TEXT BLOCK:
+ + + + +

Image credit: Caroline Trutmann / Save the Children (Used With Permission).

The First Hour

What struck me the post reading the report were the figures on the estimated deaths that could be prevented through breastfeeding within an hour of birth. I’ve long known that it is a best practice, but looking at the significance of that seemingly little factor compared with all other interventions, amazed me.

Here is what the research said (from page 4 of the Save the Children report) :

Save the Children estimates that 830,000 infant deaths in developing countries could be prevented if every baby were given breast milk, and only breast milk, in the first hour. Using two studies from Ghana and Nepal, we calculated the effect that increasing the current rate of early initiation to 100% would have if all other factors remained the same. Infants who are not breastfed within an hour are 86.5% more likely to die during the neonatal period – the first 28 days of life – than those who are breastfed.

The study in Ghana found that 16% of neonatal deaths could be prevented if all infants were breastfed within 24 hours of birth, and 22% if breastfeeding started within the first hour of life. The study in Nepal found that an infant given breast milk within an hour of birth is up to three times more likely to survive than one breastfed a day later. Infants who are not breastfed until they are two days old are more than four times more likely to die.

My son wasn’t breastfed within the first hour. I don’t remember exactly when I first nursed him, but it certainly wasn’t immediately and once I did, he didn’t latch. He was born at 7:30am and I didn’t get to see a lactation consultant until sometime the next afternoon (i.e. around 32 hours later) despite the fact that he wasn’t latching on at all. If I could change one thing about hospital practices here in Canada, it would be to ensure that all moms who are planning to breastfeed are encouraged to nurse in that first hour and that they are referred to a lactation consultant immediately if things are not working. I shouldn’t have had to wait that long to get professional help. I shouldn’t have had nurses with insufficient training in lactation pushing formula on my child before I’d had a chance to see a lactation consultant. I shouldn’t have had to see the pediatrician (who only did her rounds once per day) before getting a referral to the lactation consultant.

+ + + + +

Data excerpts
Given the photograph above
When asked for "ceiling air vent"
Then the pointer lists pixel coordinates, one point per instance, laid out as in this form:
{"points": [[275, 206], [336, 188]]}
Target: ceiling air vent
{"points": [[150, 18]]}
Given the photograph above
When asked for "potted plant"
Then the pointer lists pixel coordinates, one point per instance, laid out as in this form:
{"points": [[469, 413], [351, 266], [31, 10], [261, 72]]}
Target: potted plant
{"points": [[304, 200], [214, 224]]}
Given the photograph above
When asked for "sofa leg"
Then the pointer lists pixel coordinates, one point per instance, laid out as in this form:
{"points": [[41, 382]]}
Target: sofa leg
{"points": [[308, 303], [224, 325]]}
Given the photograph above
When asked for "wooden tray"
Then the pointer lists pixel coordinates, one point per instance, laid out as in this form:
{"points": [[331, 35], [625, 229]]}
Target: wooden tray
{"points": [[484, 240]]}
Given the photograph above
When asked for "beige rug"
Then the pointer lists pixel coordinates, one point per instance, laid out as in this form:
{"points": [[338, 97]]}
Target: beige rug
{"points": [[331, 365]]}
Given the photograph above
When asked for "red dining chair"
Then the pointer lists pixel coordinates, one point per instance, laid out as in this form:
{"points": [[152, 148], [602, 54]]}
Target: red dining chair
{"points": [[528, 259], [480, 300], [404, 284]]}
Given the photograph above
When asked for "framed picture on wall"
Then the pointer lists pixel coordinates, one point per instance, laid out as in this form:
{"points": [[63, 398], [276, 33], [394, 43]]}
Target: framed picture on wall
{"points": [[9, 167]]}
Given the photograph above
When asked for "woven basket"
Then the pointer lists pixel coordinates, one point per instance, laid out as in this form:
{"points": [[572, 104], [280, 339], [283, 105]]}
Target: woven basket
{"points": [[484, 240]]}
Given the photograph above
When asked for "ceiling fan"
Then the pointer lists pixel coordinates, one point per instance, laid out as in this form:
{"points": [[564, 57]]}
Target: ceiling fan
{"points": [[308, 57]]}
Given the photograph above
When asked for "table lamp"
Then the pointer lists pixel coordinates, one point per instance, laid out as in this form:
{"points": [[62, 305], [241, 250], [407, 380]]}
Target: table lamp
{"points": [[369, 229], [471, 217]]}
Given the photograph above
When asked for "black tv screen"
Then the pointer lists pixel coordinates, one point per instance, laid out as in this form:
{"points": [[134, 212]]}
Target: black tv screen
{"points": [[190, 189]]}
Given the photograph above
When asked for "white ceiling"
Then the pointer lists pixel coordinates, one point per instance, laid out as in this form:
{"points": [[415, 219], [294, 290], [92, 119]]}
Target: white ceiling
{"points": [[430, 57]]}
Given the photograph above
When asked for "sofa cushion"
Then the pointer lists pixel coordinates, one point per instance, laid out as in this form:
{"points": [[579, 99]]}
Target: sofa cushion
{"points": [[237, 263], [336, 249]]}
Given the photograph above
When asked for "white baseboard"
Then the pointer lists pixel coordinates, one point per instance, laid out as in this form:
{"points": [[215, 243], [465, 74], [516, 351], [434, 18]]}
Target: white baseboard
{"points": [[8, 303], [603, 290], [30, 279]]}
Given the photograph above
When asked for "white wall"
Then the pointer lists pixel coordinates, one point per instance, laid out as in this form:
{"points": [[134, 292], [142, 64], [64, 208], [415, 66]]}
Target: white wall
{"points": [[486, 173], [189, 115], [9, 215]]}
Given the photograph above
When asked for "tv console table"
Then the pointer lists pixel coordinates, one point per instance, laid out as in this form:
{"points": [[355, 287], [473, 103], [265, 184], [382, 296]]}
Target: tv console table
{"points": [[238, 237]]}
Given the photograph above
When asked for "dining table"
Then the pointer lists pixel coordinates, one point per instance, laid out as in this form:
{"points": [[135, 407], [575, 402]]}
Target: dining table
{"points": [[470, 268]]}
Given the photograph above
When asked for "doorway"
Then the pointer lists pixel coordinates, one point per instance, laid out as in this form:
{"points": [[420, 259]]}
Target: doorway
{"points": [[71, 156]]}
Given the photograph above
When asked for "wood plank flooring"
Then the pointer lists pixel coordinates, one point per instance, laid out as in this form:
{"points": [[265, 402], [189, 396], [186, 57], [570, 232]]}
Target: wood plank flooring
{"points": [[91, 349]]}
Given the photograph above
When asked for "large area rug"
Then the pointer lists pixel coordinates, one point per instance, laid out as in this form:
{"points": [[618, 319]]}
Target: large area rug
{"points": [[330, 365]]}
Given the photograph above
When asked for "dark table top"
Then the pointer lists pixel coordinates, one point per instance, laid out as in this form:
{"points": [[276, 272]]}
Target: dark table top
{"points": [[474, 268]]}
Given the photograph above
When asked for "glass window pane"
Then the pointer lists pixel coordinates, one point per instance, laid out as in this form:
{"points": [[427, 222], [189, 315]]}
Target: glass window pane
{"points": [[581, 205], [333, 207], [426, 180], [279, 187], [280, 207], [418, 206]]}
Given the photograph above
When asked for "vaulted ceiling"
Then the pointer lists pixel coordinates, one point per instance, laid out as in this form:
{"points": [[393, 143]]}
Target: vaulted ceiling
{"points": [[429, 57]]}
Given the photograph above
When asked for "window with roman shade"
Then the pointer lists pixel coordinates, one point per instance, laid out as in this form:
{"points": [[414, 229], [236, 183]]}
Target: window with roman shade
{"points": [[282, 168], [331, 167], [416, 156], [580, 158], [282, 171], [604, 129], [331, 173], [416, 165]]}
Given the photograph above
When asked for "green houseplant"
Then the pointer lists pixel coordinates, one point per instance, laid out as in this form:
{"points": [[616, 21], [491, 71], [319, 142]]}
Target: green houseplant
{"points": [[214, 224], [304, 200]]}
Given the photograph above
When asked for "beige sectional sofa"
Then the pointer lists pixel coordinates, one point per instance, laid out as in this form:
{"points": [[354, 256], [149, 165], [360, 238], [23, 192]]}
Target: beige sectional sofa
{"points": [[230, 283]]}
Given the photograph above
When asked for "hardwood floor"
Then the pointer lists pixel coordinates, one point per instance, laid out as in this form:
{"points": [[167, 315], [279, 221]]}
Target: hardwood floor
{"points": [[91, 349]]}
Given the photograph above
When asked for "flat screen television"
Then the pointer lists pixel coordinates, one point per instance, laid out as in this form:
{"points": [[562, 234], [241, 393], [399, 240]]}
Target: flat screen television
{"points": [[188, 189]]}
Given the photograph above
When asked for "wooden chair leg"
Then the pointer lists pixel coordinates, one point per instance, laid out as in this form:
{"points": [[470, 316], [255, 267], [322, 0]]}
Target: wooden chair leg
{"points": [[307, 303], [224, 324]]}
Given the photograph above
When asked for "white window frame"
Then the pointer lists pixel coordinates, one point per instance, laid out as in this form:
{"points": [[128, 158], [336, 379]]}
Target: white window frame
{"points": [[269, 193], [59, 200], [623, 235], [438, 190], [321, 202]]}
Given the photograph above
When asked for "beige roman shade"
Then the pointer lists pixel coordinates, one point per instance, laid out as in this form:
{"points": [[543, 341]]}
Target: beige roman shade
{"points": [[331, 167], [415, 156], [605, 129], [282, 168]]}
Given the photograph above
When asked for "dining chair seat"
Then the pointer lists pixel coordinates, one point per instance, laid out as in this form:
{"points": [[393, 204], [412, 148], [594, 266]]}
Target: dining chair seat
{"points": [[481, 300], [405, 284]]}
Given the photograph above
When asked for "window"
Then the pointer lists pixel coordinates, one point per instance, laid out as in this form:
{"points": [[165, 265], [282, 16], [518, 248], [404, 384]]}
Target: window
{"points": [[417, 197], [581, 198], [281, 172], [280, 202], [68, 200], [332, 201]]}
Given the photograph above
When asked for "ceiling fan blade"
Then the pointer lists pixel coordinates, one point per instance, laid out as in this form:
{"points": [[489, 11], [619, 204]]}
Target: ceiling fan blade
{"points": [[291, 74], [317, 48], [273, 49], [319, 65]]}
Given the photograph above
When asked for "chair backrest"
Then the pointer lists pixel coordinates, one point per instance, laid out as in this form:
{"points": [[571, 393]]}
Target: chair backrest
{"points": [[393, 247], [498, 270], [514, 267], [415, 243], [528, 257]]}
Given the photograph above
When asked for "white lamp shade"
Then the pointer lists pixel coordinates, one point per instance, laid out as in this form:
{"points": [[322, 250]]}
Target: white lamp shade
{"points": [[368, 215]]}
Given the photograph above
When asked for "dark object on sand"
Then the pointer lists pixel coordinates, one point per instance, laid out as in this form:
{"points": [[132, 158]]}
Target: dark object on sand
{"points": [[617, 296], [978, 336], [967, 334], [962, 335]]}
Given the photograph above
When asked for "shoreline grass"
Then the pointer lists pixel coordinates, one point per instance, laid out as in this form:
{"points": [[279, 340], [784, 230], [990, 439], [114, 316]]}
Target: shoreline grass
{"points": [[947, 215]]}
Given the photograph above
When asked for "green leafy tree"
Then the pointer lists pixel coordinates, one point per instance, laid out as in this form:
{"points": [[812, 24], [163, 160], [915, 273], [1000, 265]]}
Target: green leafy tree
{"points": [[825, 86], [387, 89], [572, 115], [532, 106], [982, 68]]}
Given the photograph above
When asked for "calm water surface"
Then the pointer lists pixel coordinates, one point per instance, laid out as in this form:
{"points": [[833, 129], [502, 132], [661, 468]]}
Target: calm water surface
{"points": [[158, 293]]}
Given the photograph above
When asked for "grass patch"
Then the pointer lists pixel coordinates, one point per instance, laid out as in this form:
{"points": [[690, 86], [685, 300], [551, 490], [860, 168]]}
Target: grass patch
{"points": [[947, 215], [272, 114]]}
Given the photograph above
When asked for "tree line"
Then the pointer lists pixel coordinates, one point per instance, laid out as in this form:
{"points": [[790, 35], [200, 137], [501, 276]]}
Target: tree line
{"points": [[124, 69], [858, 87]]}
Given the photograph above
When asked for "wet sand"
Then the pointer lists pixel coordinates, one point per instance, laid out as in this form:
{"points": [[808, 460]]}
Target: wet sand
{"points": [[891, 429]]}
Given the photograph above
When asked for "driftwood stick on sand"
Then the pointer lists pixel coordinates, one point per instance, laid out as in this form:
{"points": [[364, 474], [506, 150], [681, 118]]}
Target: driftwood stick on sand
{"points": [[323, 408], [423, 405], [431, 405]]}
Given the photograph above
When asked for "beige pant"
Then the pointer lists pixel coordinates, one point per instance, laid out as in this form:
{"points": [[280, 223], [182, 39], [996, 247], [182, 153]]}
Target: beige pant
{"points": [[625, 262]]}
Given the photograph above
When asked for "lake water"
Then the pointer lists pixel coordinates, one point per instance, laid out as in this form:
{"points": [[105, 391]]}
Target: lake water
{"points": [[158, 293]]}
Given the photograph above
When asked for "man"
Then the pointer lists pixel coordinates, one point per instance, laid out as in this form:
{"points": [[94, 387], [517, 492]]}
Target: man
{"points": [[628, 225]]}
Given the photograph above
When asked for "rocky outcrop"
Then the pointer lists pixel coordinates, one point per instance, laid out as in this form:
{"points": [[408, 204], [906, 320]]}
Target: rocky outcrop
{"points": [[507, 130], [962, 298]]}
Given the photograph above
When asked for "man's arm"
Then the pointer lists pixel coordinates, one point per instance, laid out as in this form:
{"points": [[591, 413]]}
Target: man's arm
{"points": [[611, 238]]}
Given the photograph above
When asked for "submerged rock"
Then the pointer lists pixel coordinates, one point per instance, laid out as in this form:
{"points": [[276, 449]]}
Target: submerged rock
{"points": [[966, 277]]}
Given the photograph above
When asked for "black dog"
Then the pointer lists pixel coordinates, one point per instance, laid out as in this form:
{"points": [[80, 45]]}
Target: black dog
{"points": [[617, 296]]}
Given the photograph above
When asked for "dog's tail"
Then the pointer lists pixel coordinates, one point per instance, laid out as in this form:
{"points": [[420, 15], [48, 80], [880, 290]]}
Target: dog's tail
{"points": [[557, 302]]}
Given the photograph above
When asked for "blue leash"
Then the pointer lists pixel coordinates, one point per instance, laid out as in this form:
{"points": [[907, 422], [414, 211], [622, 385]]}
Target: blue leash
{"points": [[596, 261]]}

+ + + + +

WHAT YOU HAVE TO DO: Reproduce the part of the first-hour breastfeeding text above, starting with "What struck me" and going on through "interventions, amazed me.".

RESULT:
What struck me the post reading the report were the figures on the estimated deaths that could be prevented through breastfeeding within an hour of birth. I’ve long known that it is a best practice, but looking at the significance of that seemingly little factor compared with all other interventions, amazed me.